__Excerpt__
UNITED STATES

SECURITIES AND EXCHANGE COMMISSION

Washington, D.C. 20549

 

FORM 8-K

CURRENT REPORT

Pursuant to Section 13 or 15(d) of the Securities Exchange Act of 1934

 

Date of Report (Date of Earliest Event Reported):

March 12, 2013

 

Inter Parfums, Inc.

(Exact name of registrant as specified in its charter)

  

  Delaware 0-16469 13-3275609  
 

(State or other jurisdiction of

incorporation or organization)

Commission File Number (I.R.S. Employer Identification No.)  

  

 

551 Fifth Avenue, New York, New York 10176

(Address of Principal Executive Offices)

 

212. 983.2640

(Registrant's Telephone number, including area code)

 

(Former name or former address, if changed since last report)

 

Check the appropriate box below if the Form 8-K is intended to simultaneously satisfy the filing obligations of the registrant under any of the following provisions (see General Instruction A.2 below):

 

¨ Written communications pursuant to Rule 425 under the Securities Act (17 CFR 230.425)

 

¨ Soliciting Material pursuant to Rule 14a-12 under the Exchange Act (17 CFR 240.14a-12)

 

¨ Pre-commencement communications pursuant to Rule 14d-2(b) under the Exchange Act (17 CFR 240.14d-2(b))

 

¨ Pre-commencement communications pursuant to Rule 13e-4(c) under the Exchange Act (17 CFR 240.13e-4(c))

__Exercise 1__
Count the lines in the entries that contain the string "target", treating case as significant, and give only that number.
The filing and the entries that follow have no connection to each other.

__Provided material__

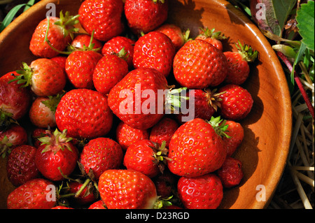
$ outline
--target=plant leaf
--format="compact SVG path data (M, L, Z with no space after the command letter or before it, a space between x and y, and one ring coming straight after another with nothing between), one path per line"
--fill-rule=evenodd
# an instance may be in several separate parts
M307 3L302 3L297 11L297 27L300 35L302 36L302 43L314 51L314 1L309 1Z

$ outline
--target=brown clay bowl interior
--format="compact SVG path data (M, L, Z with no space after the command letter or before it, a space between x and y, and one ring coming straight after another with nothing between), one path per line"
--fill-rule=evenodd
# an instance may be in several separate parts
==
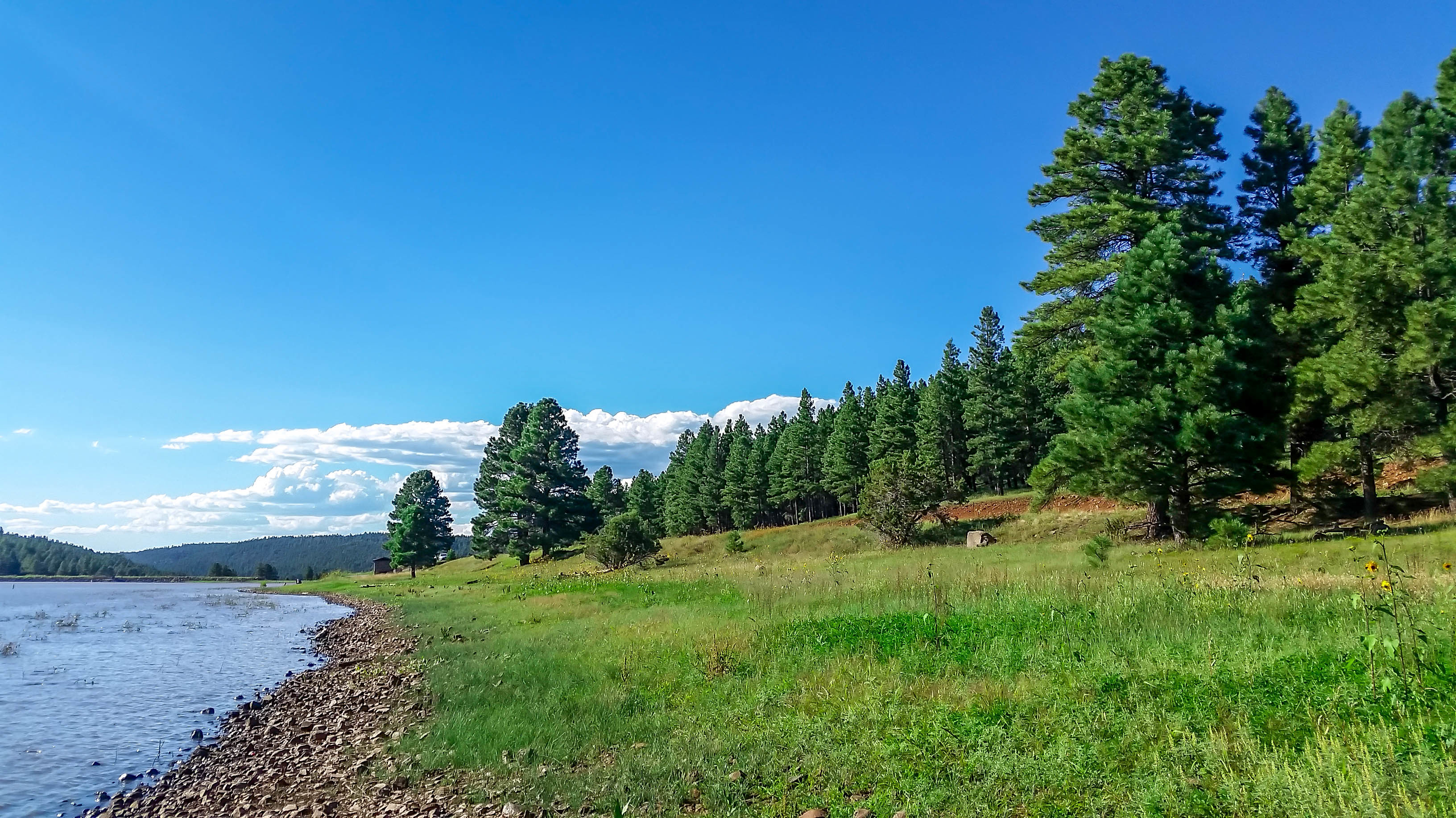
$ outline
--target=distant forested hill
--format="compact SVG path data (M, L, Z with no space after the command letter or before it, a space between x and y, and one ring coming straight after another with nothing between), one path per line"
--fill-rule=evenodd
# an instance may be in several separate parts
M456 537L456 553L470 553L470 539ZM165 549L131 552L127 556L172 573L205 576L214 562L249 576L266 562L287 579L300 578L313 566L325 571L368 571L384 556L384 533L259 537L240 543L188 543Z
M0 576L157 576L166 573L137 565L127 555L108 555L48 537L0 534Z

__Exercise 2__
Reproduce the passage of the Form 8-K cover page verbatim, starting with "(Former name or" and going on through "(17 CFR 240.14a-12)".

__Correct response 1__
3

__Correct response 2__
(Former name or former address, if changed since last report)

 

Check the appropriate box below if the Form 8-K is intended to simultaneously satisfy the filing obligations of the registrant under any of the following provisions (see General Instruction A.2 below):

 

¨ Written communications pursuant to Rule 425 under the Securities Act (17 CFR 230.425)

 

¨ Soliciting Material pursuant to Rule 14a-12 under the Exchange Act (17 CFR 240.14a-12)